Stored items
★ ★ ★

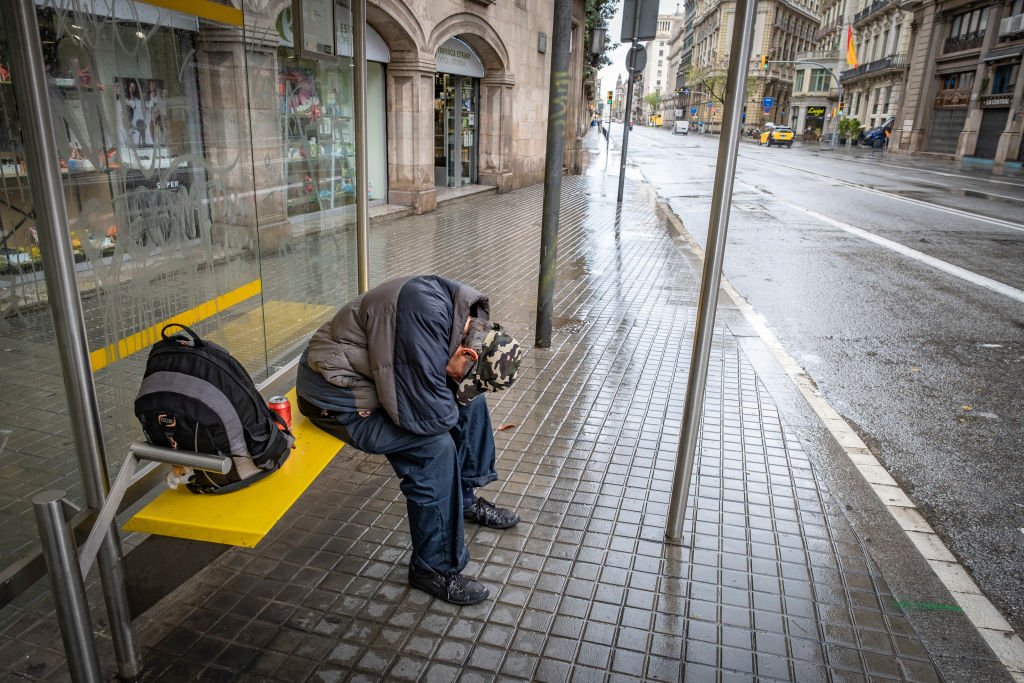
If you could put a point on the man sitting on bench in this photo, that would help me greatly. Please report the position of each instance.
(396, 372)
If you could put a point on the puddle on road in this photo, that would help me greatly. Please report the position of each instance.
(567, 325)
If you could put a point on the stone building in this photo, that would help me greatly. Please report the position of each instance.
(208, 177)
(964, 92)
(882, 34)
(657, 79)
(814, 107)
(782, 30)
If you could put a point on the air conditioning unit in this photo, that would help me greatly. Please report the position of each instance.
(1012, 25)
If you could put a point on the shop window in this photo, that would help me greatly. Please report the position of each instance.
(819, 80)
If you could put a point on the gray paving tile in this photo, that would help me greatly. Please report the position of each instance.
(769, 584)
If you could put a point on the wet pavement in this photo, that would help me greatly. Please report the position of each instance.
(773, 581)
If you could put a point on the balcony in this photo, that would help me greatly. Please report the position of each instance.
(1011, 26)
(958, 97)
(890, 63)
(825, 30)
(873, 8)
(971, 41)
(821, 56)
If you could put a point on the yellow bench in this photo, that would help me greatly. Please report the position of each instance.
(242, 517)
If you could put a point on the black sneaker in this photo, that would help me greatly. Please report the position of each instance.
(487, 514)
(452, 588)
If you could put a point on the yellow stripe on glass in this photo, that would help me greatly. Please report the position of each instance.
(142, 340)
(202, 8)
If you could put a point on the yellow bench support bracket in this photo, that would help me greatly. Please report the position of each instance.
(245, 516)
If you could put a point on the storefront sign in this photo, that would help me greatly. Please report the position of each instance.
(455, 56)
(376, 47)
(996, 100)
(315, 27)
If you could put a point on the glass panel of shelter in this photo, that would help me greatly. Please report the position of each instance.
(154, 143)
(166, 124)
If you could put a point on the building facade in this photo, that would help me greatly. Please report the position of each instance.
(657, 78)
(964, 92)
(782, 30)
(873, 89)
(208, 173)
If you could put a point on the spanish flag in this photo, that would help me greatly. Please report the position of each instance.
(851, 48)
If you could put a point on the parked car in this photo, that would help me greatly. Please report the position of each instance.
(878, 136)
(779, 135)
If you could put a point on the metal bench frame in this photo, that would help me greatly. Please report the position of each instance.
(68, 567)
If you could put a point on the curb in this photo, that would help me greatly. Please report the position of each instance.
(994, 630)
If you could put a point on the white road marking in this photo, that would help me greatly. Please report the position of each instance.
(939, 264)
(953, 212)
(990, 625)
(960, 176)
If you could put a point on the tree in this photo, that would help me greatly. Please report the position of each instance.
(848, 129)
(598, 14)
(712, 80)
(653, 101)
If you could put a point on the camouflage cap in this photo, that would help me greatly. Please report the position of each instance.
(497, 367)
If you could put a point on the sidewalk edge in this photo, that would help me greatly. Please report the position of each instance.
(993, 629)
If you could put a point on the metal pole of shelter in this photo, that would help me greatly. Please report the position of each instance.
(629, 108)
(710, 282)
(67, 587)
(29, 75)
(361, 181)
(557, 96)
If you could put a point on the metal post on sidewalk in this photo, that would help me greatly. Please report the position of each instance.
(712, 278)
(557, 96)
(361, 181)
(629, 114)
(31, 82)
(67, 587)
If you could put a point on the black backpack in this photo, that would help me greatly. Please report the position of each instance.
(196, 396)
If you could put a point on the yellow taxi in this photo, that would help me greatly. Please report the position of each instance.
(779, 135)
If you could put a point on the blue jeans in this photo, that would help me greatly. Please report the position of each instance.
(433, 471)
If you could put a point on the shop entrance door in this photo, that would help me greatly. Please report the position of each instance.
(456, 117)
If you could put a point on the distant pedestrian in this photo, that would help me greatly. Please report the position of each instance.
(399, 371)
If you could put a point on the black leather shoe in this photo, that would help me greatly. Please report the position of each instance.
(452, 588)
(487, 514)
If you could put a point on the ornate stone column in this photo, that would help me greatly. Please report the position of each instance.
(496, 131)
(411, 138)
(969, 138)
(1010, 140)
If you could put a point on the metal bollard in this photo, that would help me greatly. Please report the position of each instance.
(67, 587)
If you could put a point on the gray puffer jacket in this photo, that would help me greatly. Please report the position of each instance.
(390, 346)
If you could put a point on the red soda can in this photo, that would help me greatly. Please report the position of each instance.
(282, 407)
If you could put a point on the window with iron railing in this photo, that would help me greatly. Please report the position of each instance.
(1005, 79)
(819, 80)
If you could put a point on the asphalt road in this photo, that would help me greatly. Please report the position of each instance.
(897, 284)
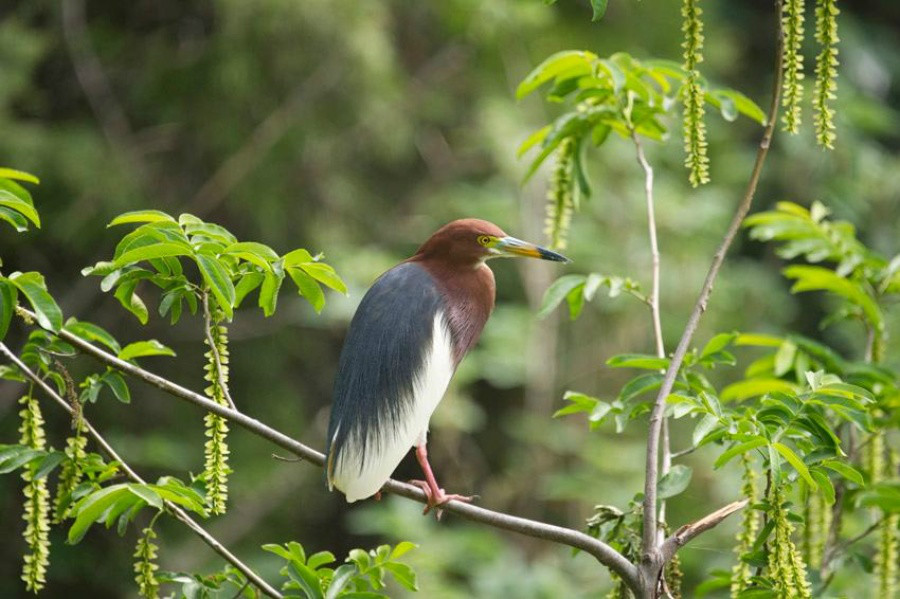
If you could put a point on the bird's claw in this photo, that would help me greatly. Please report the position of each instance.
(441, 498)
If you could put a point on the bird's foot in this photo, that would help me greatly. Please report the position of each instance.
(438, 497)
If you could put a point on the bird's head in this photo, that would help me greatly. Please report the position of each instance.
(470, 241)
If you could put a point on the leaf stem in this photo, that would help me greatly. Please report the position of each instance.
(176, 511)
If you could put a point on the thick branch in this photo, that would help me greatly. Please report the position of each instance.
(532, 528)
(656, 415)
(179, 513)
(687, 532)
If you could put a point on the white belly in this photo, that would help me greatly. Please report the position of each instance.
(411, 430)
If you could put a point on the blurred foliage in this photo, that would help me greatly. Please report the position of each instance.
(358, 129)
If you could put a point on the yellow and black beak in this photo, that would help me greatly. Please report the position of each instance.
(512, 247)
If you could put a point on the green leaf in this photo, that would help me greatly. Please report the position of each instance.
(739, 449)
(403, 574)
(325, 275)
(246, 283)
(308, 288)
(131, 302)
(748, 388)
(18, 222)
(21, 206)
(306, 578)
(149, 252)
(645, 361)
(674, 481)
(533, 139)
(817, 278)
(46, 464)
(845, 470)
(824, 484)
(797, 463)
(557, 292)
(402, 548)
(704, 427)
(91, 508)
(117, 385)
(8, 301)
(256, 253)
(219, 282)
(11, 173)
(144, 348)
(268, 293)
(91, 333)
(717, 344)
(571, 62)
(146, 493)
(33, 287)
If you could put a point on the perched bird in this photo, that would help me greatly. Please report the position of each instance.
(408, 335)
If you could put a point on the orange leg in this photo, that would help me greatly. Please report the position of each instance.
(435, 494)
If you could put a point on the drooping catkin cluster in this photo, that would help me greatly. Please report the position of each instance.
(816, 522)
(742, 572)
(786, 568)
(692, 95)
(792, 15)
(826, 71)
(886, 554)
(145, 566)
(216, 469)
(560, 197)
(71, 472)
(37, 501)
(674, 576)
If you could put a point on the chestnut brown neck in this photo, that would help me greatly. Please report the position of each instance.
(468, 291)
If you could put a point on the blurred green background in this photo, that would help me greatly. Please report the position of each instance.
(356, 129)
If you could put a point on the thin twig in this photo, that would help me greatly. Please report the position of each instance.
(214, 348)
(650, 551)
(532, 528)
(687, 532)
(179, 513)
(653, 303)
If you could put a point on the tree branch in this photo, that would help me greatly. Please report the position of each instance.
(532, 528)
(176, 511)
(651, 554)
(652, 533)
(687, 532)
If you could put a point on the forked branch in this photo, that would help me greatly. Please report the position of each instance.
(176, 511)
(652, 555)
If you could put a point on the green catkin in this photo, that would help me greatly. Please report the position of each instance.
(216, 469)
(70, 473)
(816, 522)
(826, 71)
(886, 555)
(145, 564)
(692, 95)
(792, 14)
(560, 197)
(742, 571)
(674, 576)
(785, 567)
(37, 501)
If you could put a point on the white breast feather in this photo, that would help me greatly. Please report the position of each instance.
(428, 390)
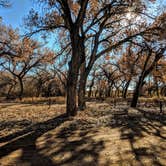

★ ★ ★

Work to be completed: Pick out each line of the data that contains the word "bench" and copy it. Case matters.

Result of the task:
If you could put a point on the man sitting on bench in this photo, that would help me greatly. Please report the position of each instance.
If you could put a point on the yellow bench in this photo, that would help me greatly. Please report the position of each instance.
If you could put a point on the yellow bench support bracket in this photo, that would help me greatly. Please report the position of each instance.
If you could put a point on the metal bench frame in this photo, that would help me greatly. Please report the position of each instance.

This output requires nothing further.